What is being asked. Extract all of the entries and set them down verbatim.

** Start of Dataset records **

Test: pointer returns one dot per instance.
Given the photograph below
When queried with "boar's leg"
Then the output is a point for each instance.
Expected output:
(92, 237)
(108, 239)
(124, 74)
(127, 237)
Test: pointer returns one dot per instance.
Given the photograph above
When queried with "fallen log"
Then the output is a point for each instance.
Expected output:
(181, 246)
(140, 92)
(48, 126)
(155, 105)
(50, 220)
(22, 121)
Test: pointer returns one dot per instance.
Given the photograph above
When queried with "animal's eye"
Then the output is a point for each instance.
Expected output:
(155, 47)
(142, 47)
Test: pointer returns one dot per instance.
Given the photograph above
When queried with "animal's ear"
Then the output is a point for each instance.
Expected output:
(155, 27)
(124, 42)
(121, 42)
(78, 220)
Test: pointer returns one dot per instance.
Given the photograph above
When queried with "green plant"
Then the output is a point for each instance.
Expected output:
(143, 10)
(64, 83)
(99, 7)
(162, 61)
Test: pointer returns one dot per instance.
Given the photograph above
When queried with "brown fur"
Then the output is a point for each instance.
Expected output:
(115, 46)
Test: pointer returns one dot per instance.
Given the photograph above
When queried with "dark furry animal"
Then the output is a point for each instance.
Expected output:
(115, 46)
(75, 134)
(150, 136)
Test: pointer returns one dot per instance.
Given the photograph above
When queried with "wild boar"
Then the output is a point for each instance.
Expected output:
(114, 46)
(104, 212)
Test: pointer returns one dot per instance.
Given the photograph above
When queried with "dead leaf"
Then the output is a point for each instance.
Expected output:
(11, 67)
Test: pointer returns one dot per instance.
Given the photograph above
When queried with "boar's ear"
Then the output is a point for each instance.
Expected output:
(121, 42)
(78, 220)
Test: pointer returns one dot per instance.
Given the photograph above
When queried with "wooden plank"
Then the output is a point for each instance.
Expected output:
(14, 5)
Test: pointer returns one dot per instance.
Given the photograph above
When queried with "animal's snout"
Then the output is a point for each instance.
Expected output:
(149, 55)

** End of Dataset records **

Solution.
Test: pointer returns one dot per instance.
Given the photograph below
When queried with "boar's leg"
Then the output is a point for each instance.
Expected output:
(92, 237)
(108, 239)
(124, 74)
(127, 237)
Test: pointer returns one dot per instance.
Given the photograph above
When queried with "fallen log"
Then the output is a point for each instance.
Expected output:
(181, 246)
(140, 92)
(48, 126)
(155, 105)
(50, 220)
(22, 121)
Test: pointer returns one dot per instance.
Given the photograph above
When queried with "animal's eye"
Then the output is a point for each instance.
Expected output:
(155, 47)
(142, 47)
Test: pointer returns one dot per instance.
Given the photograph above
When queried with "animal's ear"
Then the output is a point for each instance.
Expected output:
(155, 27)
(124, 42)
(121, 42)
(78, 220)
Test: pointer returns one dot per instance.
Given the photograph above
When queried with "green plant"
Then the output is a point for each instance.
Expected output:
(143, 10)
(64, 83)
(99, 7)
(162, 61)
Test: pointer returns one dot per instance.
Given the photograph above
When queried with "brown fur"
Then the output is a point for each instance.
Expected output:
(115, 46)
Test: pointer returns one dot per instance.
Given the photograph above
When queried with "dark furry animal"
Then the output is a point for each instance.
Expected output:
(115, 46)
(75, 134)
(150, 136)
Test: pointer returns one dot per instance.
Given the photograph above
When queried with "wild boar"
Then the output is a point for each instance.
Expected output:
(114, 46)
(104, 212)
Test: pointer returns one dot per instance.
Given the photograph above
When queried with "dead leaf"
Then the output is a point for each instance.
Expected output:
(11, 67)
Test: pointer returns one dot per instance.
Given the photograph above
When queried with "boar's ear"
Then the output is a point for each instance.
Expected output:
(121, 42)
(78, 220)
Test: pointer returns one dot per instance.
Given the photograph above
When queried with "wooden plank"
Then the output is a point for each instance.
Expected output:
(14, 5)
Test: pointer returns one dot per instance.
Given the photograph above
When queried with "animal's snout"
Then the output is a point for each instance.
Expected output:
(149, 55)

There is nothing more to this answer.